■ What needs to be done:
Can you give back all of the lines below word for word, leaving the pictures out?

■ Items:
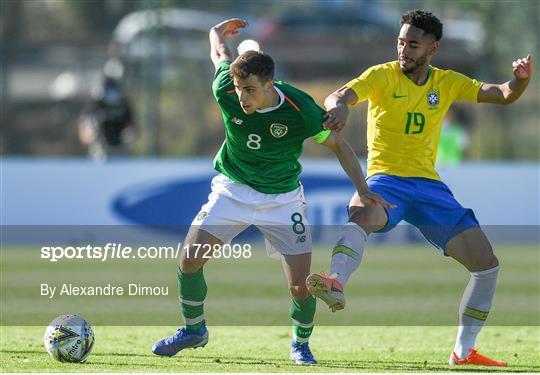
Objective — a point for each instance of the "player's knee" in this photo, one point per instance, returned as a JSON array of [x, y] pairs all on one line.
[[189, 263], [299, 291], [487, 261]]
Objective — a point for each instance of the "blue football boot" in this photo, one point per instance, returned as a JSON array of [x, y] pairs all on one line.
[[301, 354], [182, 339]]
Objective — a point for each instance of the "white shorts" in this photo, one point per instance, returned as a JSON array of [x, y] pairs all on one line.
[[232, 207]]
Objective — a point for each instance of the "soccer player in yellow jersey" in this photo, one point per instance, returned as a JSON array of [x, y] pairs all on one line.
[[408, 100]]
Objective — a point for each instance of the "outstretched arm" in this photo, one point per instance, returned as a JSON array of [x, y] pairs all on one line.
[[349, 163], [219, 50], [508, 92], [336, 105]]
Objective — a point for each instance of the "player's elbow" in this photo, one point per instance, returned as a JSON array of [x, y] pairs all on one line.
[[335, 142]]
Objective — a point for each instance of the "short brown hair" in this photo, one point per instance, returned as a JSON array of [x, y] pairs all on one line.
[[254, 63], [423, 20]]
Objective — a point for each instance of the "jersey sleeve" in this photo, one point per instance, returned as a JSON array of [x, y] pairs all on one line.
[[223, 81], [321, 136], [369, 83], [465, 88]]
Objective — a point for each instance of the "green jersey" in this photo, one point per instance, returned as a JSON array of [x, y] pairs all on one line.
[[261, 150]]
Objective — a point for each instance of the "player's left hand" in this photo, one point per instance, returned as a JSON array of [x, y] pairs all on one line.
[[522, 67], [230, 28]]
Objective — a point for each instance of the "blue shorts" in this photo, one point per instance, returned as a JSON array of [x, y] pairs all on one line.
[[427, 204]]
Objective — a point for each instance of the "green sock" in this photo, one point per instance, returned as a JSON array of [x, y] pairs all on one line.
[[302, 313], [192, 288]]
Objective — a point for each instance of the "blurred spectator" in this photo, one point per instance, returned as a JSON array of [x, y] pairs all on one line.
[[106, 124], [454, 140]]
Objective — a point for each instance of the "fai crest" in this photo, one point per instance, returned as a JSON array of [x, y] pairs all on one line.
[[278, 130], [433, 97]]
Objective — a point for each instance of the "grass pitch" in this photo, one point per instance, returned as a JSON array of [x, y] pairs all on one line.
[[265, 349]]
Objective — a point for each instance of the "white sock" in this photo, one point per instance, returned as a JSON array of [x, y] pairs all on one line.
[[347, 253], [474, 308]]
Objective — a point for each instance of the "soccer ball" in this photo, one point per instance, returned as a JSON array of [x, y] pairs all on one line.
[[69, 338]]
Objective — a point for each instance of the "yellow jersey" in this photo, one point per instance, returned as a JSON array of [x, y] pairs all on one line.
[[404, 120]]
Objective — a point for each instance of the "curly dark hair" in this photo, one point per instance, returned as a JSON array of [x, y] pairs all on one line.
[[423, 20], [254, 63]]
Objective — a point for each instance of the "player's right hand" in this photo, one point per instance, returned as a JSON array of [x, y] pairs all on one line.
[[336, 118], [370, 198], [229, 28]]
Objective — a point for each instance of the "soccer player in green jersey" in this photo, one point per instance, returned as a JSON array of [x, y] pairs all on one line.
[[266, 123], [408, 100]]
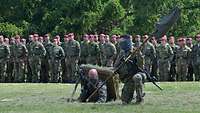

■ Response for this exercise:
Objective — a point for each instance of the "player's knee" in this photo, one point per instance, returned as a JSON array of [x, y] pairs all on one line.
[[189, 263], [299, 291], [487, 261]]
Objective — a point for each instance of the "blue football boot" in this photo, one point per instance, returned as a JSON array of [x, y] pairs all on one line.
[[301, 354], [182, 339]]
Objective — a point for each instance of the "white shorts" in this photo, one point per instance, returned as a JSON array of [x, y] pairs all on one line.
[[232, 207]]
Objective — a point for each instance of the "soccer player in yellow jersey" in this photo, one point per instance, returned as a JSON array of [x, y] pairs all on one line.
[[408, 100]]
Objective — a point for each instance of the "outstretched arm" in this photo, one point per instance, returned as a JSON array of [x, y] pairs all on one line.
[[349, 163], [219, 50], [508, 92], [336, 105]]
Objective — a point for each instance of the "player's elbow" in this photo, one point per instance, returned as a JSON array of [x, y] pairs all on one line.
[[335, 142]]
Objective — a point for each instance of the "short brown hair" in this photo, one point per instance, returned as a JSON array of [x, y] pairs all on one line.
[[254, 63], [423, 20]]
Objective — a point for each instance of the "jersey sleeve" in this photo, one point per instance, returned as a JSON array of [x, y] pairs all on one line.
[[223, 81], [321, 136], [369, 83], [465, 88]]
Objective — a point for each instance of the "green jersey" in this photo, one point per instance, returned as a JSON array of [x, y] pairs all on one line.
[[261, 150]]
Objective — a point for each instance of the "player's left hand" in this photo, one point per instance, returned as a JSON array of [x, y] pairs all on one line.
[[522, 67], [230, 28]]
Objective — a point for each instance of the "blue shorts" in this photo, one point per instance, returned as a JSON array of [x, y] pairs all on one line.
[[427, 204]]
Objective — a point for each instance of the "green sock" in this photo, one point per instance, returned as a JSON array of [x, y] pairs all on one line.
[[302, 313], [192, 288]]
Objective — a point for each instance of the "blurred spectator" in this photo, one point per instance, returned as a JSON array of [x, y] pairs all on one line.
[[106, 124], [454, 140]]
Objective — a point for each instance of the "fai crest" in this photo, one point per instance, returned as a JSON array of [x, y] pairs all on one line.
[[278, 130], [433, 97]]
Objective — a point for each instance of the "grass pitch" in this photo, one point per instance, returned as a JSON array of [x, y] pairs all on one line.
[[265, 349]]
Objective — a point for each instance of the "white sock" in this photo, one point per instance, returned as a JSON array of [x, y] pairs all on one line.
[[347, 253], [474, 308]]
Objective — a point for each instance of the "soccer ball" in this photo, one point per instance, returned as a JSON array of [x, y] pairs all on one line.
[[69, 338]]
Objective — a point for each instance of the "yellow jersey" in this photo, one point per instance, returned as a JSON array of [x, y] pairs all on one line.
[[404, 120]]
Objective — a point for each instance of the "curly dark hair" in this photo, one point per instance, returned as a JSON array of [x, y] pairs all on one line.
[[423, 20], [254, 63]]
Objective — a point for each instance of the "player's right hand" in this photo, one point per instance, returned as a JSON array of [x, y] pairs all on one line.
[[336, 118], [370, 198], [229, 28]]
Objective — a point for each instance of the "soccer player in green jersey" in this photo, one point per instance, returned as a JSON array of [x, y] pairs all on one line.
[[266, 123], [408, 100]]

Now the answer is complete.